> [Stored entries]
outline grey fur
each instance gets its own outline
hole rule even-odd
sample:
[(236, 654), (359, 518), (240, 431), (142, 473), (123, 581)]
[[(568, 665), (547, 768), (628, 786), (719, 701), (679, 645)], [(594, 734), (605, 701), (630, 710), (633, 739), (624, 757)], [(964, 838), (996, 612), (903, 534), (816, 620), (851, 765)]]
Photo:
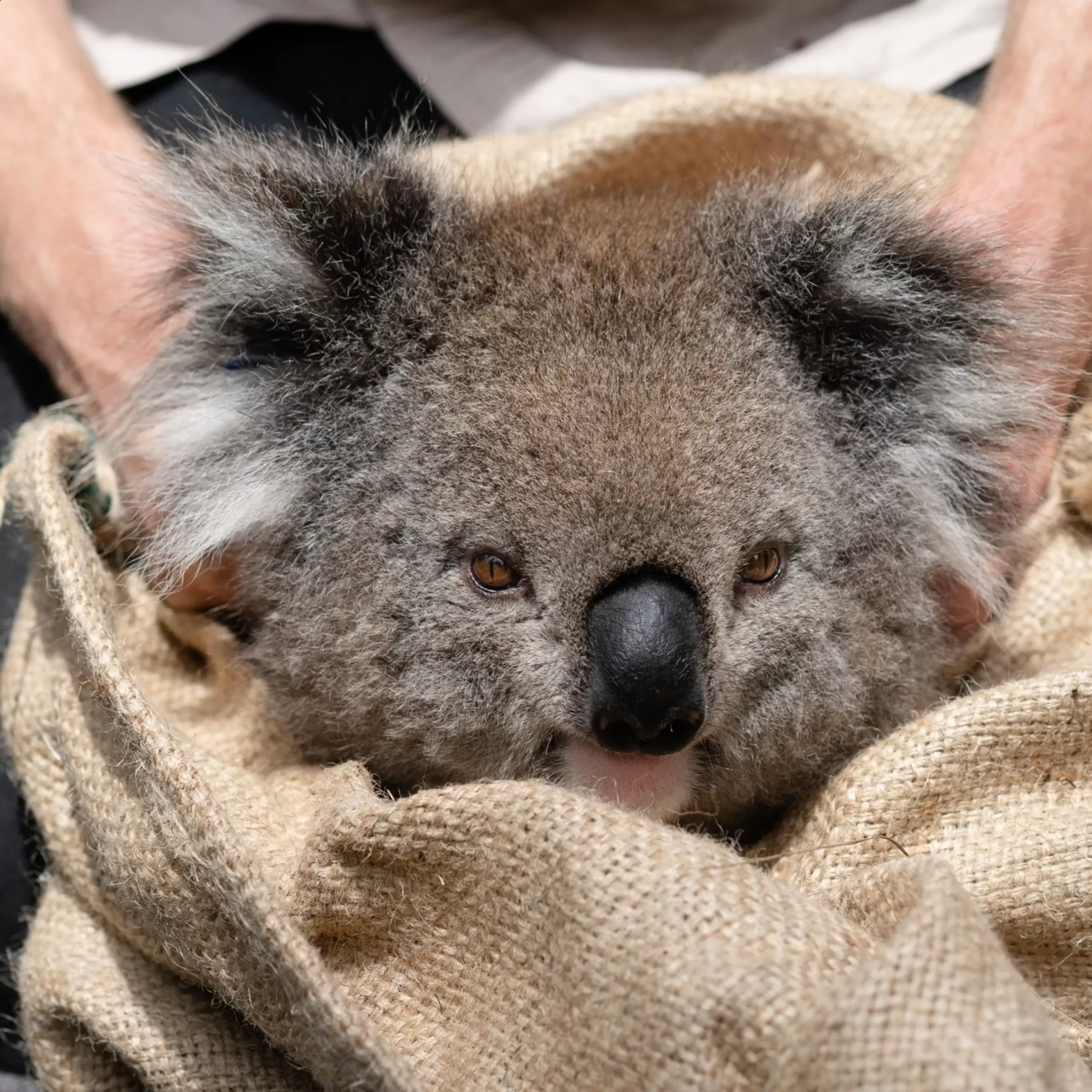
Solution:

> [Task instructions]
Put each line of the data above into a Markdown table with the columns "Row" and "Line". Skip blank lines, and leave the pictures out of your answer.

> [Task result]
| Row | Line |
|---|---|
| 1 | outline grey fur |
| 2 | each instance gets its own outline |
| 3 | hole rule even-odd |
| 4 | sample: |
| 5 | [(236, 654), (359, 518), (240, 431), (142, 473), (123, 581)] |
| 6 | [[(568, 665), (547, 768), (628, 786), (719, 701), (679, 645)], [(594, 734), (605, 701), (630, 710), (633, 739), (624, 757)], [(964, 838), (996, 612), (903, 534), (816, 620), (851, 765)]] |
| 7 | Photo: |
| 8 | Solution: |